Company Briefs: Healthway Medical Corp

Healthway Medical Corp

Private equity firm Gateway Partners agreed on the weekend to sell $15 million in face value of convertible bonds to a Lippo Group vehicle, Gentle Care, for $18.6 million.

Gateway had previously disclosed it intends to keep its desired level of holdings in Healthway to under 30 per cent of the firm.

Lippo made the offer to buy Gateway's holdings above its publicly disclosed level after an earlier offer on Friday for all the $60 million convertible notes owned by Gateway was declined.

The $15 million bonds are convertible into shares worth 13.86 per cent of the enlarged share capital of Healthway.

Lippo is also in the midst of a voluntary general offer for Gateway, and had accumulated 29.42 per cent of all shares in circulation through open market purchases as of Monday.


Hyflux has appointed DBS Bank and China International Capital Corp as financial advisers to evaluate its strategic options with respect to the partial divestment of the Tuaspring power plant, it announced last night.

The firm had said on Feb 23 it was seeking partial divestment of the plant subject to the relevant regulatory approvals, in line with its asset-light strategy. In the year ended Dec 31, losses from the Tuaspring plant due to a weak Singapore power market substantially wiped out Hyflux's profits from higher engineering, procurement and construction activities.

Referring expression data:
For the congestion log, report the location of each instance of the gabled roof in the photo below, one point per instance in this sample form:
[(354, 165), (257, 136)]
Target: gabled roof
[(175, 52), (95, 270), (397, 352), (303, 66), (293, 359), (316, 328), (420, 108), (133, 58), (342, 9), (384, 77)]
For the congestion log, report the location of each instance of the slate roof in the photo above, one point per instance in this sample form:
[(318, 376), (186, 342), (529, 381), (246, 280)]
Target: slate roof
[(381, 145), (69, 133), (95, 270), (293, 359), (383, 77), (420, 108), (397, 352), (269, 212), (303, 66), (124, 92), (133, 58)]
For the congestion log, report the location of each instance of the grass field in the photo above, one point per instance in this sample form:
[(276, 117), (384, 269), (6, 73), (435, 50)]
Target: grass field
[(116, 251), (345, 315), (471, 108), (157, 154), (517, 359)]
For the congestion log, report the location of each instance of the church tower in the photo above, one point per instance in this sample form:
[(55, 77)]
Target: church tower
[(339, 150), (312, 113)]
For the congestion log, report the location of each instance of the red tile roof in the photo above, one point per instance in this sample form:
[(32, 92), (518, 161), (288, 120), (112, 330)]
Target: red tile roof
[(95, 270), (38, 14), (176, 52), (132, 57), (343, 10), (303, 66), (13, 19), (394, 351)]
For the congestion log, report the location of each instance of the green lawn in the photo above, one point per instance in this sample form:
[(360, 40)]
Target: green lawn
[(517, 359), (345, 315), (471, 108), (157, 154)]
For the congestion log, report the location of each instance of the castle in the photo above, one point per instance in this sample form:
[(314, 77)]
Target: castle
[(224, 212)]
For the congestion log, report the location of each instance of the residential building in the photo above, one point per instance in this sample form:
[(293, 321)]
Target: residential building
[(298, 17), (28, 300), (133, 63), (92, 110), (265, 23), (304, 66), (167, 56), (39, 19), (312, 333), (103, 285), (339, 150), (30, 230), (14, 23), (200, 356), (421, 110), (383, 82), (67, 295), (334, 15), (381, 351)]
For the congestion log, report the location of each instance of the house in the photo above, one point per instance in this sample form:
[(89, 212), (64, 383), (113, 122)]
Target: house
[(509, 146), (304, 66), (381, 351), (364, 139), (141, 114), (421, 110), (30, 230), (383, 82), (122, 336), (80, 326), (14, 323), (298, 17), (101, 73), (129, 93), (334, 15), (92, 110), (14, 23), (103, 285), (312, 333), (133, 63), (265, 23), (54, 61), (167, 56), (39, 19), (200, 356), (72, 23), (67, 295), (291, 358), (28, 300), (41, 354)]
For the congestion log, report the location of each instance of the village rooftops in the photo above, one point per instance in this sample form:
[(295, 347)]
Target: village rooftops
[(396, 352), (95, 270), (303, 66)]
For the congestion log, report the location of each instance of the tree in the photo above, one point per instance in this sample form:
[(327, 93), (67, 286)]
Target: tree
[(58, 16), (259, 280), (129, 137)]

## WHAT THIS EXERCISE ASKS
A) According to the company briefs, how much did Gentle Care agree to pay for the $15 million in face value of convertible bonds?
B) Continue the company briefs from their last sentence, about the Tuaspring plant's losses.

## ANSWERS BY ITEM NUMBER
A) $18.6 million.

B)
Raffles Medical Group

Raffles Medical Group has posted a 0.1 per cent rise in net profit to $15.5 million for its first quarter from the same period a year earlier.

Revenue for the three months to March 31 declined 1.7 per cent to $114.9 million, due partly to softer-than-expected demand from foreign patients. Despite the lower revenue, the group was able to contain costs and maintain profitability, it said.

Profitability was also affected by the lower Wage Credit of $700,000 against $1.9 million in the same period a year ago, it said. Excluding the credit received, the group's operating profit would have grown by 3.8 per cent.

The firm said demand for healthcare services may be affected by the Singapore and regional economic slowdown, and increased competition for foreign patients. But it expects the group to remain profitable this year.